● EXERCISE DESCRIPTION: Write out the rows again, starting at the line that has "soccer cleat -> masks, every instance" and ending after the line that has "[[[72,95],[72,90],[66,90],[67,95],[71,96]]]". Swap "green grass pitch" for "grass field" and leave everything else unchanged.

● DATA ROWS:
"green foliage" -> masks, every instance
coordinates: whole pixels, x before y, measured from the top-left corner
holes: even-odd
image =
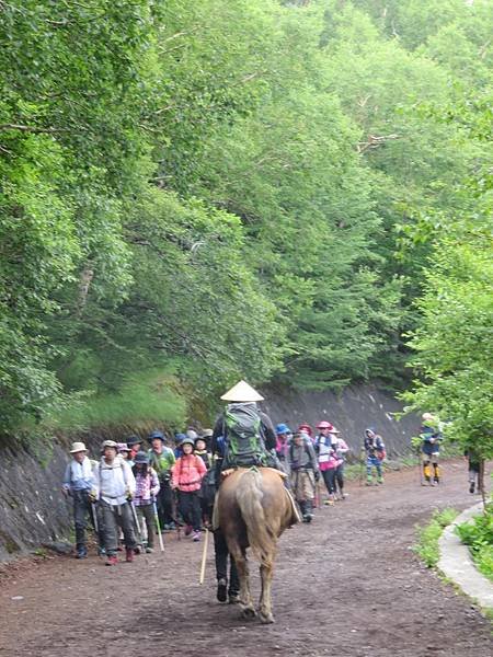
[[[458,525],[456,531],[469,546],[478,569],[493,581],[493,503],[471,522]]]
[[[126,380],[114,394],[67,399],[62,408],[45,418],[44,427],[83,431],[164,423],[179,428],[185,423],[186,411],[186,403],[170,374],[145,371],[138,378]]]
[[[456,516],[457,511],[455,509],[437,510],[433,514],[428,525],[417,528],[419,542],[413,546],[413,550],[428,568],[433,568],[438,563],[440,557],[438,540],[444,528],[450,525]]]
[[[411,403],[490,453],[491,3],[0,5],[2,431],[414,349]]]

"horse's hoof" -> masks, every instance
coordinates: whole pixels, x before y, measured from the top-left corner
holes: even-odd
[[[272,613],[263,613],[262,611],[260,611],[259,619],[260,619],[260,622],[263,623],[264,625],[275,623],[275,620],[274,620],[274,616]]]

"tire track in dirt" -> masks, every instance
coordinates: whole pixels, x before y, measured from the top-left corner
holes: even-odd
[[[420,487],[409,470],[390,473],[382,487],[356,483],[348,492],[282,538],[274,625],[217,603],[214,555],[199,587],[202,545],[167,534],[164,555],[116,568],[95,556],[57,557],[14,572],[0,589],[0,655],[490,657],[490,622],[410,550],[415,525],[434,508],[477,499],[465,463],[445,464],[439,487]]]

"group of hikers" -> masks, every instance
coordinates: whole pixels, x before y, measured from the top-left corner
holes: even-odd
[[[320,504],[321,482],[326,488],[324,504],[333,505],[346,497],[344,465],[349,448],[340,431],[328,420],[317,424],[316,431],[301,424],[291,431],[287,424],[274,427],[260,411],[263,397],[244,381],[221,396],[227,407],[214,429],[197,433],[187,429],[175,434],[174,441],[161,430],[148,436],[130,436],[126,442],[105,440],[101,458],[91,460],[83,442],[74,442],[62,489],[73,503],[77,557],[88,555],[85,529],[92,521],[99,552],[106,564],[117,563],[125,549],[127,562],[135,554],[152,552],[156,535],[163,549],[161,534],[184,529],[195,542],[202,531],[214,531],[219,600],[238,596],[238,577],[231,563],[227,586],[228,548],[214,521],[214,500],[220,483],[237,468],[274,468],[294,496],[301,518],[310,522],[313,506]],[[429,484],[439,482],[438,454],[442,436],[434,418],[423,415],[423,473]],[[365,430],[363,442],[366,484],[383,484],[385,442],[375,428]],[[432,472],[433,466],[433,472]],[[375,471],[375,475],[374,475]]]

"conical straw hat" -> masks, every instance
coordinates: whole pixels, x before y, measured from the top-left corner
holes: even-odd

==

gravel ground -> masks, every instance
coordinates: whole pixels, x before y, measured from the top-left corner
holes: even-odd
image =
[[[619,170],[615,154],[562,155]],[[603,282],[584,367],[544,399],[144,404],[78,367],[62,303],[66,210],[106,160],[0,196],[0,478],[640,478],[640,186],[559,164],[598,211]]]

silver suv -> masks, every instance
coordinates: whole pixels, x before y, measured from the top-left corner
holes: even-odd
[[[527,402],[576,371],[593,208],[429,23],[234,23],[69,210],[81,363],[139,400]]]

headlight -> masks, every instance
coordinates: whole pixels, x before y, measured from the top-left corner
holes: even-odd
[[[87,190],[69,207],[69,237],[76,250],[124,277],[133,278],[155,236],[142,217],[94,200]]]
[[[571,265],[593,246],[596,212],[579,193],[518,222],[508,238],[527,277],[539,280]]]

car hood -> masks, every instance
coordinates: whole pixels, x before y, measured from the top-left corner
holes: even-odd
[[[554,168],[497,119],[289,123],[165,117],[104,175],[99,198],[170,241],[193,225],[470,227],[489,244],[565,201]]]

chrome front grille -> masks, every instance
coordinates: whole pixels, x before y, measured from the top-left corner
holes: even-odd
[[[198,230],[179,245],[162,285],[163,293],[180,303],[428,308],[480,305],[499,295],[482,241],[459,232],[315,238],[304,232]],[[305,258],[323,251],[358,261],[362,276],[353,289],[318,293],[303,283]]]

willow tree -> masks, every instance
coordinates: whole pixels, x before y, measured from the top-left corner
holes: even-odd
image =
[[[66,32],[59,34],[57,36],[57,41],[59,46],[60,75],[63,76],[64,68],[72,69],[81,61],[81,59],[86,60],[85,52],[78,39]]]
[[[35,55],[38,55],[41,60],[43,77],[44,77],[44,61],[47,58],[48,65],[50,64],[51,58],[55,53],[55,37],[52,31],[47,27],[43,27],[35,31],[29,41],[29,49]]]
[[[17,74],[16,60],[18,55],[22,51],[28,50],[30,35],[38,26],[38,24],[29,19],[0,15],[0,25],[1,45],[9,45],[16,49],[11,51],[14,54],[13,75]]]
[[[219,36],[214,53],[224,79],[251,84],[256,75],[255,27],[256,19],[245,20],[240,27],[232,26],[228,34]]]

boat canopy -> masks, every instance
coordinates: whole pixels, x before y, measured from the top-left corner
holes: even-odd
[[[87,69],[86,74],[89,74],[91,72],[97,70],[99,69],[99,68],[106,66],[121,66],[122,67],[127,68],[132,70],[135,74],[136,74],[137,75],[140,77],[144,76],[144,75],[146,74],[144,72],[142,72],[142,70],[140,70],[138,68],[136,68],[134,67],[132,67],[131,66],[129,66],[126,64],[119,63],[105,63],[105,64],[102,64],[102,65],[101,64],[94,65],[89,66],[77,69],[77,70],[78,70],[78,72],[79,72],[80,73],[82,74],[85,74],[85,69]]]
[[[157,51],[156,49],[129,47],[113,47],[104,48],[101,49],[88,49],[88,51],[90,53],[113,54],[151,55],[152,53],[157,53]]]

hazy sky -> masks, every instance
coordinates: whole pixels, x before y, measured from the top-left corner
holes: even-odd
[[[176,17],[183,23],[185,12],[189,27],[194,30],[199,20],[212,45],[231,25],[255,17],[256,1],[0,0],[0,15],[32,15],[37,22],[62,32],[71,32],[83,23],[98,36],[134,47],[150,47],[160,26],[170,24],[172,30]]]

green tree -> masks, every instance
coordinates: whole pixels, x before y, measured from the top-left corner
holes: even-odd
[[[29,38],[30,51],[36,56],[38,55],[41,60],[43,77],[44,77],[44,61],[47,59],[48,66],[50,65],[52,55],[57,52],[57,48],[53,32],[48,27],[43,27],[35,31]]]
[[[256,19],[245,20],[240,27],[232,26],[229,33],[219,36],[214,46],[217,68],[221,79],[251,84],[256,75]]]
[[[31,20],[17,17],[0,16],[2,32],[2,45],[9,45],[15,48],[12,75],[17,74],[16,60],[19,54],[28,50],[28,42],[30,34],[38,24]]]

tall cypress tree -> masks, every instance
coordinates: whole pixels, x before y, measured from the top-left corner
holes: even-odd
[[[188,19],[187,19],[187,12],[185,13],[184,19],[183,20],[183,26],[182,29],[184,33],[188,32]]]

...

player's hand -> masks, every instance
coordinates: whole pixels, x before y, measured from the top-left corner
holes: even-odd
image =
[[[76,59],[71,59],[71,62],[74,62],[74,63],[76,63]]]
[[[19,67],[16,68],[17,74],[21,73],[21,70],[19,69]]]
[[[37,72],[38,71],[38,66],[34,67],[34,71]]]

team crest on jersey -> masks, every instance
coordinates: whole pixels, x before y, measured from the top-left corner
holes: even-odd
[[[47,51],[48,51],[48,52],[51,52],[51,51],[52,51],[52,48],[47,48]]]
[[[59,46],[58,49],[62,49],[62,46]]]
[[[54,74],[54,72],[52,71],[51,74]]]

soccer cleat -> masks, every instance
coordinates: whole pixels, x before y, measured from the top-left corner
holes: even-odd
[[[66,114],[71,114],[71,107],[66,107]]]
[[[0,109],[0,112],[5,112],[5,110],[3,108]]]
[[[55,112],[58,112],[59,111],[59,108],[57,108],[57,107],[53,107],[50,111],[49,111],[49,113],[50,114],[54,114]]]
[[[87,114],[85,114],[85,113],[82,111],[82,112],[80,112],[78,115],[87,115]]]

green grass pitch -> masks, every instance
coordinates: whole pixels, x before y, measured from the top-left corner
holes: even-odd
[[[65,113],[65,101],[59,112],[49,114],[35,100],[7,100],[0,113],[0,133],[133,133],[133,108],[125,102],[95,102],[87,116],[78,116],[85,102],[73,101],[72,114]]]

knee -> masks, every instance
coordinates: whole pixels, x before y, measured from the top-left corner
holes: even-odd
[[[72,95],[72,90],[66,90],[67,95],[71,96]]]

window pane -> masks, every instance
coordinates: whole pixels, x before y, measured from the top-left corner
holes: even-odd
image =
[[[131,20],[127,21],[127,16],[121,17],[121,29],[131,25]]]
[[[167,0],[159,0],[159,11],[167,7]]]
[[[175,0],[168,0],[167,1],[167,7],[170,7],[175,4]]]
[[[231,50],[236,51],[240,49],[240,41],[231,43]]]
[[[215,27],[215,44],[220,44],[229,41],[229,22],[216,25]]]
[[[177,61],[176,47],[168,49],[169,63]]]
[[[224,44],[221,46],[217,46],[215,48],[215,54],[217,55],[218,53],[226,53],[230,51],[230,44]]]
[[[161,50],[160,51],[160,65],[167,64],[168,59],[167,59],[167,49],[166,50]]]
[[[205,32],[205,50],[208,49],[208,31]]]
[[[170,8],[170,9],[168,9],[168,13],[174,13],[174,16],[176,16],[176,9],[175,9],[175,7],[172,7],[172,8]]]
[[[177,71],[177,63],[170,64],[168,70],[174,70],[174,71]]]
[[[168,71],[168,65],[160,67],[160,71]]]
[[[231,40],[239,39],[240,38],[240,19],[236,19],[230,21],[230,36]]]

● EXERCISE ANSWER:
soccer cleat -> masks, every instance
coordinates: whole pixels, x before y, measured from the top-left corner
holes: even-odd
[[[66,114],[71,114],[71,107],[66,107]]]
[[[0,109],[0,112],[5,112],[5,110],[3,108]]]
[[[55,112],[58,112],[59,111],[59,108],[57,108],[57,107],[53,107],[50,111],[49,111],[49,113],[50,114],[54,114]]]
[[[87,114],[85,114],[85,113],[82,111],[82,112],[80,112],[78,115],[87,115]]]

grass field -> masks, every instance
coordinates: whole pixels, x before y, measured from the top-left corner
holes: even-odd
[[[65,113],[65,101],[59,112],[49,114],[35,100],[7,100],[0,113],[0,133],[133,133],[133,108],[125,102],[95,102],[87,116],[78,116],[85,102],[73,101],[72,114]]]

knee -> masks, every instance
coordinates: whole pixels, x before y, measured from the top-left corner
holes: even-odd
[[[72,95],[72,90],[66,90],[67,95],[71,96]]]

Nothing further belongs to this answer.